● **DIRECTIVES**
1) Could you copy the email about logging on Michigan's public forests word for word, between "On Mon, 2 Nov" and "management in Michigan.", inclusive?
2) Can you carry the email about logging on Michigan's public forests on from its final sentence?

● **GIVEN PASSAGE**

On Mon, 2 Nov 1998, Frank Ambrose wrote:

> -------------------------------------------------------------------------
> Enviro-Mich message from Frank Ambrose <fambrose@igc.apc.org>
> -------------------------------------------------------------------------
> 
> I would like to reply to Mr. Smethurst's email about state forest 
> management in Michigan.
> 
> You make an argument that logging is important to local economies.  It 
> is, on private lands.  On public lands there is no need to do **any** 
> logging what so ever.  The Forest Service has shown that logging provides 
> somewhere around 160 times less income and jobs to local economies than 
> does recreation, in Michigan. These numbers are for National Forests, but 
> one can assume it is not much different on State Lands.
> 
> That is right, logging is out weighed in money and jobs.  And on top of 
> that, it diminishes and destroys a local communities opportunity to draw 
> in recreationists.  Who wants to visit cut over areas?

(Records of labeled points)
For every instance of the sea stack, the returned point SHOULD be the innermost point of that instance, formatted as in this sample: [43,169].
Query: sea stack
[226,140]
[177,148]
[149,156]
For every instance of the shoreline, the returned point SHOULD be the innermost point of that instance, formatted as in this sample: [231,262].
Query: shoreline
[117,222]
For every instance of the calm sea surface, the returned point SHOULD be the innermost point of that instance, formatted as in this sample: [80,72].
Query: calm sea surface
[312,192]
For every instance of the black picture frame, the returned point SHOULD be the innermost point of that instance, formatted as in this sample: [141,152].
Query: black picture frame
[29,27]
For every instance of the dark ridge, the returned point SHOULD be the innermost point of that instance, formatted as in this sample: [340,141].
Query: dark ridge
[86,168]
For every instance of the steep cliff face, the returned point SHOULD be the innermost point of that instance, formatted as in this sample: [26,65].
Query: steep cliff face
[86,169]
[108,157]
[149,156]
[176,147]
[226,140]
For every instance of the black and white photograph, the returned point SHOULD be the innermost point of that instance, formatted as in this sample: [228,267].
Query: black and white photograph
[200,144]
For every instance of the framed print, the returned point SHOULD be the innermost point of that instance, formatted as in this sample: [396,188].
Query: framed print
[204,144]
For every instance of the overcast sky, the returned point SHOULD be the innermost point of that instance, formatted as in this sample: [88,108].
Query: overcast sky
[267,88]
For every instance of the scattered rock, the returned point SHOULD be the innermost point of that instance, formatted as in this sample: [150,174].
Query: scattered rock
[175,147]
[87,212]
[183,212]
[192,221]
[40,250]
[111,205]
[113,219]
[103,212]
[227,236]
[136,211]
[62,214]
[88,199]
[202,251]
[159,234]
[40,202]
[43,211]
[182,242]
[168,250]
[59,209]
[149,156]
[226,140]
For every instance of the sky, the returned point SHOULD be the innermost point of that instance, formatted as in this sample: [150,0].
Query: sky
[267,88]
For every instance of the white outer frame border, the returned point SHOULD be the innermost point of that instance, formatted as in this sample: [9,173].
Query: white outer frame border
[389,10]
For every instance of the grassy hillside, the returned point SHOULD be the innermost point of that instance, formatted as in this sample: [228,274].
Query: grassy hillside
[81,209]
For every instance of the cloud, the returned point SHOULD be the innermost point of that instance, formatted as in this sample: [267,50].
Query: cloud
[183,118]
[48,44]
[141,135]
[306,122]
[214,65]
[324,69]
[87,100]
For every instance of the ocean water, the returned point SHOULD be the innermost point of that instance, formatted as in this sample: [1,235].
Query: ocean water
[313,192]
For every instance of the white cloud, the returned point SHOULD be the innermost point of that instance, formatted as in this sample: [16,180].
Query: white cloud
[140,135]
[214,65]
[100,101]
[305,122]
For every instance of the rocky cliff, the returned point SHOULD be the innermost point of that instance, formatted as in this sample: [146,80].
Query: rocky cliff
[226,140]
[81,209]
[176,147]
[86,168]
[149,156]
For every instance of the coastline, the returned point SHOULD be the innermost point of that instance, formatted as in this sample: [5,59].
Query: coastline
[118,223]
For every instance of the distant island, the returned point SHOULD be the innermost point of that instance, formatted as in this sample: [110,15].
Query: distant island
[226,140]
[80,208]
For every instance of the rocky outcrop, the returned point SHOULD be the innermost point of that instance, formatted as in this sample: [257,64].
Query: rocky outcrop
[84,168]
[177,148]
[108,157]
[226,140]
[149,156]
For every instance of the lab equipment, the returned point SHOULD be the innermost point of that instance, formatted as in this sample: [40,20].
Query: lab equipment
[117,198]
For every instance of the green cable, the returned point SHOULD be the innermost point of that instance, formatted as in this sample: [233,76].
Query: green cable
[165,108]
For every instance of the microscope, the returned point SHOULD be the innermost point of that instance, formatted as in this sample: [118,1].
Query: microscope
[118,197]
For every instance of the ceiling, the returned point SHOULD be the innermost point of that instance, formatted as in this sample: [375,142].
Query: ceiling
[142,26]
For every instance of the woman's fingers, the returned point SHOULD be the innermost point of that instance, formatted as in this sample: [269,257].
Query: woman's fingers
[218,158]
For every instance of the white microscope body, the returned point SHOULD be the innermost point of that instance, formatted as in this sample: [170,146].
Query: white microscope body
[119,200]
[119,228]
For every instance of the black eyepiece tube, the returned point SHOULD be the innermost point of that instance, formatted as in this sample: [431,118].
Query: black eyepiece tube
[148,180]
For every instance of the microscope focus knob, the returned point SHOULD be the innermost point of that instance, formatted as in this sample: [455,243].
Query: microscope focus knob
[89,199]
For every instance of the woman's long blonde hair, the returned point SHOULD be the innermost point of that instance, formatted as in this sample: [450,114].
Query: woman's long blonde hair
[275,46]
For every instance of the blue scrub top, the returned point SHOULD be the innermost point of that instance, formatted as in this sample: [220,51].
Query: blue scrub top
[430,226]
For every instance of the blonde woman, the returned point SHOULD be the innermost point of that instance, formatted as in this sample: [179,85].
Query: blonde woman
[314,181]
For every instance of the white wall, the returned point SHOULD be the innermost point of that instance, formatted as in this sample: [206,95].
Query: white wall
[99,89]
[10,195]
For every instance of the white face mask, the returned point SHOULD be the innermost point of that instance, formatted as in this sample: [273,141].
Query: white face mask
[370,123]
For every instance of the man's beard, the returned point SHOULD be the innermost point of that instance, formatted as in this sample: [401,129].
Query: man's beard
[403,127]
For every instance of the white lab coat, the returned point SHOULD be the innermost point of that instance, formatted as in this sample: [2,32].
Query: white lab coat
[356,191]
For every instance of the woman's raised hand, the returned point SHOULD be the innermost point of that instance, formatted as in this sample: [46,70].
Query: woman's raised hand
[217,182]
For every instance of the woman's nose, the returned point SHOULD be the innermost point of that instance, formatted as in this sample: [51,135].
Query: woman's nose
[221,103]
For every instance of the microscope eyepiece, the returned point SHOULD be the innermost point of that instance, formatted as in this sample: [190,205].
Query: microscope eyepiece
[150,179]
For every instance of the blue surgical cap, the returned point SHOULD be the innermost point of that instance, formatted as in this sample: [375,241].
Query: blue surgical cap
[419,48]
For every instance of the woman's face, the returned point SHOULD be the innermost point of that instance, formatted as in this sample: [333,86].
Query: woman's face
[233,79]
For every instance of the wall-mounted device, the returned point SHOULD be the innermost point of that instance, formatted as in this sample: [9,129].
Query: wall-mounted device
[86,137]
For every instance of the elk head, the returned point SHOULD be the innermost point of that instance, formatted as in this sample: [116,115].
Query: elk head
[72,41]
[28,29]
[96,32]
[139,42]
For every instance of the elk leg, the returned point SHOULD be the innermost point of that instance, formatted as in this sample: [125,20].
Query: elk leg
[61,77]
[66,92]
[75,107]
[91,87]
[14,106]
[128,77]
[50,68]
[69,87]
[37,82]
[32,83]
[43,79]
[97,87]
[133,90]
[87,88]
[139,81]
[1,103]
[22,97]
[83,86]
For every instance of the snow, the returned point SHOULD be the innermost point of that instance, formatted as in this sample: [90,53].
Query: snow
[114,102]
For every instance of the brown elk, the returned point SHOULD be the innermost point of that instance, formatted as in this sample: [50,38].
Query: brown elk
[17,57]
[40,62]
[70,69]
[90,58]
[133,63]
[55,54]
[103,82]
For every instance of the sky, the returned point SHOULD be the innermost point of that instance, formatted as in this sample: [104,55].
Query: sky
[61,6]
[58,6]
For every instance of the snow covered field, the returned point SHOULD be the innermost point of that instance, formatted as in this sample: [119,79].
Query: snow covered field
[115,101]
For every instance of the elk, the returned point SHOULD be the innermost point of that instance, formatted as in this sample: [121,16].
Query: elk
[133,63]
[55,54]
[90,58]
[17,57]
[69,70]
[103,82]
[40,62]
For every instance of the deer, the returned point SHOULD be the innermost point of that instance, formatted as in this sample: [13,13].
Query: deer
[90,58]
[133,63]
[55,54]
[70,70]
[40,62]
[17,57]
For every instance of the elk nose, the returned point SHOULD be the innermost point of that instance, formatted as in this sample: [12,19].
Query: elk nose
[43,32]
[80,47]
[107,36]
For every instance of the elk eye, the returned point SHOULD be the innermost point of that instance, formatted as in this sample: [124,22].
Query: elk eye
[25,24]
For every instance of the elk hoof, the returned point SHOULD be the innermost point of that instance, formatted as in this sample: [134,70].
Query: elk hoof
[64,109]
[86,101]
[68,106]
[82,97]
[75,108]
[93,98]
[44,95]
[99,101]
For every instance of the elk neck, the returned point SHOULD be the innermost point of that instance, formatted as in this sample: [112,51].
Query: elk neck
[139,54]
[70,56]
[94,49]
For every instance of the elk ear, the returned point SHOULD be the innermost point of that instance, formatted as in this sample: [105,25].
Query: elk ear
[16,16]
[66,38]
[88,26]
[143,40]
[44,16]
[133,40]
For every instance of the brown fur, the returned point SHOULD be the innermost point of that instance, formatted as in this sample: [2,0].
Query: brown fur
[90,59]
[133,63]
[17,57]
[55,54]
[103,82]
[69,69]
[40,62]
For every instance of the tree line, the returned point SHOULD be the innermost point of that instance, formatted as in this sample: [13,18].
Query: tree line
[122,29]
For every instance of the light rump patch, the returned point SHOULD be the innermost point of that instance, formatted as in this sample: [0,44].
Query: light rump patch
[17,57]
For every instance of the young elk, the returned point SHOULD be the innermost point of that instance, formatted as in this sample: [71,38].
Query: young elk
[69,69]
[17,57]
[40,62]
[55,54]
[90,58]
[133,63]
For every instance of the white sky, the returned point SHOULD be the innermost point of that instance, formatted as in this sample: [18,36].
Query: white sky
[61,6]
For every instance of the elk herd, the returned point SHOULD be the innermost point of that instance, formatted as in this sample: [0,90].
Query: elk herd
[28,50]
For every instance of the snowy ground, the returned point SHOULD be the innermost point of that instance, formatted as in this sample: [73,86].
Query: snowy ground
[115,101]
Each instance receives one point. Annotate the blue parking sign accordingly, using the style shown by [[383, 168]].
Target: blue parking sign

● **EXPECTED RESULTS**
1)
On Mon, 2 Nov 1998, Frank Ambrose wrote:

> -------------------------------------------------------------------------
> Enviro-Mich message from Frank Ambrose <fambrose@igc.apc.org>
> -------------------------------------------------------------------------
> 
> I would like to reply to Mr. Smethurst's email about state forest 
> management in Michigan.

2)
> 
> To prove this point, one should look at the study completed in The UP.  
> It shows that the National forests followed best management plans that 
> best (even though these were not anywhere near acceptasble levels). 
> Privat lands were managed second best, and State forests had the worst 
> management practices of all land types managed for timber. So, if people 
> dont like to visit the best managed lands, we can resonably assume that 
> they will not visit very poorly managed lands.
> 
> About the ecological needs to log (ie aspen).  I have heard over an over 
> again that the aspen needs regenerated in the forests.  My question is 
> why.  THe next question I have is how much of Michigan was once aspen,and 
> what is the precent composition today?  The final question is how did it 
> regenerate before white people began clearcutting?
> 
> My guess is that we have a lot more aspen now than in the early 1800's, 
> and that it regenerated in fire areas and blow downs. Both are prevented 
> from occuring naturally in their own way today(fire suppression, and 
> salvage logging so the wood is not "wasted," with pine plantation 
> creation as a followup activity).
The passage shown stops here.